“Favola selvaggia”
di César Vallejo

di / 17 novembre 2014

Balta e Adelaida sono una coppia d’altri tempi, apparentemente felice e spensierata: giovani e nel pieno di un amore ancora nuovo, vivono in una fattoria alle pendici delle Ande peruviane. Questo il preambolo al racconto Favola selvaggia, recentemente pubblicato da Arcoiris che propone il recupero di un altro classico della letteratura latinoamericana fino a questo momento sfuggito all’editoria locale: César Vallejo, amatissimo poeta e giornalista peruviano, tra gli intellettuali più significativi del primo Novecento in America Latina.

E solo di preambolo si tratta, poiché basta addentrarsi di poche pagine nella lettura per essere immediatamente catapultati in una storia tutt’altro che serena e lineare.

Una mattina Balta guarda il suo riflesso in uno specchio e nulla di ciò che lo circonda è più come prima. Non è solo: un’ombra si riflette nello specchio oltre il suo volto, un baleno e qualcuno – qualcosa – lo sta osservando. E basta questo, a fare di una premessa felice una storia tragica. Basta questo a instillare nella mente di un uomo la persecuzione.

→ Compiti ed esercizi:
- A) Nella recensione di «Favola selvaggia», dove vivono Balta e Adelaida?
- B) Prosegui la recensione di «Favola selvaggia» a partire dall'ultima frase riportata.

→ Dati forniti:
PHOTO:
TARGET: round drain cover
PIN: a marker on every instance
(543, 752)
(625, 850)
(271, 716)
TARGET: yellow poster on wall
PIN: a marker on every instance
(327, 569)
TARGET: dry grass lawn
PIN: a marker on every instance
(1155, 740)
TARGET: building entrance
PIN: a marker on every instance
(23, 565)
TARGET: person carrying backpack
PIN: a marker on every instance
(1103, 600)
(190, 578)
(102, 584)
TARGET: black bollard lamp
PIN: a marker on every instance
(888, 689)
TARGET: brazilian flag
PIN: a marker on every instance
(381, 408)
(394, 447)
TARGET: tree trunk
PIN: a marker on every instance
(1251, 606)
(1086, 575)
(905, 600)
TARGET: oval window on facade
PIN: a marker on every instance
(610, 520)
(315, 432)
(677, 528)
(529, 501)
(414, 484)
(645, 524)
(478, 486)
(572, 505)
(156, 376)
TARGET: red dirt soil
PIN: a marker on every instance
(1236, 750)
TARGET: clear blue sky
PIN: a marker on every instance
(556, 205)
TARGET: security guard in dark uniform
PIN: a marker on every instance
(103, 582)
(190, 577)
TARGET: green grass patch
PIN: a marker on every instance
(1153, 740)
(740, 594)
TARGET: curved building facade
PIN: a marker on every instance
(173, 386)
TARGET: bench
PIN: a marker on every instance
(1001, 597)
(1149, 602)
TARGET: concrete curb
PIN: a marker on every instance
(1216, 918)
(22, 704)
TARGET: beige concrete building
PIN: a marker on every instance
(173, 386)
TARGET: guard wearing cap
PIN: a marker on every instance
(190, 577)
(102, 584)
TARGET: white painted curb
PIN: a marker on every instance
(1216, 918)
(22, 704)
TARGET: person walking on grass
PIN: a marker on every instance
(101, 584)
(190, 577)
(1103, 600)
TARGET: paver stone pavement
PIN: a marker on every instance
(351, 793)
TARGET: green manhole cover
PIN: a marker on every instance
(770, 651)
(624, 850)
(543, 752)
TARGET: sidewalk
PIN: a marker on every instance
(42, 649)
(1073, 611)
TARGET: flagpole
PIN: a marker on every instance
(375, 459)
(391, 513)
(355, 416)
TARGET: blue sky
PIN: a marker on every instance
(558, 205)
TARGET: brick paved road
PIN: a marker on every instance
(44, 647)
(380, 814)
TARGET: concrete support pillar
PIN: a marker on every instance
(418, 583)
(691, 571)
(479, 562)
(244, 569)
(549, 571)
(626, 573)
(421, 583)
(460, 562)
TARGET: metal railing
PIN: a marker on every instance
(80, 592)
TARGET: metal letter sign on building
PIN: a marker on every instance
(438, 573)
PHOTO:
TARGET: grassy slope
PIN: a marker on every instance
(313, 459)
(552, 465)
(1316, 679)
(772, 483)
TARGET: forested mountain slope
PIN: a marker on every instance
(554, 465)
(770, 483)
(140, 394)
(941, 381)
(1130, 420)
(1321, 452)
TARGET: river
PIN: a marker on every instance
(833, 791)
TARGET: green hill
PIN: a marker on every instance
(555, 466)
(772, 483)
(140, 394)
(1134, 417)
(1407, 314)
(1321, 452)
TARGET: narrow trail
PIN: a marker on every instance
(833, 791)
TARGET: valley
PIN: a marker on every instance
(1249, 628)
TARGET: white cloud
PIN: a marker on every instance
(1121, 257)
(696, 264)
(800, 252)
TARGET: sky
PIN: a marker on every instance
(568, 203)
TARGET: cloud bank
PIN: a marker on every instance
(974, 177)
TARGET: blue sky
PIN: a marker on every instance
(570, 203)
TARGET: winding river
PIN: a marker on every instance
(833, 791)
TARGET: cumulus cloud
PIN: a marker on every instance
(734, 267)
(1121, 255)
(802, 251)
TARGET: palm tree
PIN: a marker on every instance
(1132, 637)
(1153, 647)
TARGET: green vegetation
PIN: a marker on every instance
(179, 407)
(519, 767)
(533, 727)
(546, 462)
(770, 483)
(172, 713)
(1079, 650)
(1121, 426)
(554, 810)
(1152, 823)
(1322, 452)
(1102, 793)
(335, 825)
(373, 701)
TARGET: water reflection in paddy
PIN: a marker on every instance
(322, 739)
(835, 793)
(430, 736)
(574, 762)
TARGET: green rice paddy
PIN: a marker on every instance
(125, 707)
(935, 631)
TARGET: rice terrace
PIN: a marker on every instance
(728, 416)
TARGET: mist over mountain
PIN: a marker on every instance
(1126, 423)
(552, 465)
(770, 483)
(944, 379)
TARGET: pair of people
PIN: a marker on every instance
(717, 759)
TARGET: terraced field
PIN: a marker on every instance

→ Risultati:
- A) In una fattoria alle pendici delle Ande peruviane.

- B)
Gli elementi del racconto sono pochi, immagini-simbolo di un presagio funesto: un specchio rotto, un temporale che impazza per una notte intera, il canto lagnoso e inquietante di una gallina. Dopo quell’episodio fugace Balta non è più lo stesso: il sospetto, il terrore, si insinuano in lui, andando a minare – lentamente ma con precisione, come piogga battente sulle rocce – la sua vita quotidiana, e soprattutto l’amore per Adelaida. È forse il suo amante la misteriosa figura che si fa beffe di lui nello specchio?

La perplessità del protagonista va di pari passo a quella del lettore, ed è riflessa, e magistralmente descritta, nella natura circostante, che si fa astiosa, provocatoria, inquieta e inquietante, ergendosi a ulteriore personaggio al corrente dei fatti: un albero di canfora, testimone immobile ma vivo, racconta nei suoi mutamenti una versione parallela della storia, in un gioco di riflessi reali e metaletterari che è il vero fascino del racconto.

È con un linguaggio estremamente evocativo e lirico che Vallejo descrive il lugubre insinuarsi della gelosia e della paura nella mente di Balta, il suo progressivo chiudersi al mondo, l’ira e la debolezza con cui affronta la lenta distruzione in cui trascina la sua vita.

La prosa satura di immagini di Vallejo ci trasporta verso una conclusione oscura, tersa di disperazione, che ricorda a certi racconti di Poe, in cui l’atmosfera soprannaturale non è altro che un pericoloso affacciarsi sugli abissi della mente umana.

(César Vallejo, Favola selvaggia, trad. di Raul Schenardi, Arcoiris, 2014, pp. 74, euro 8,50)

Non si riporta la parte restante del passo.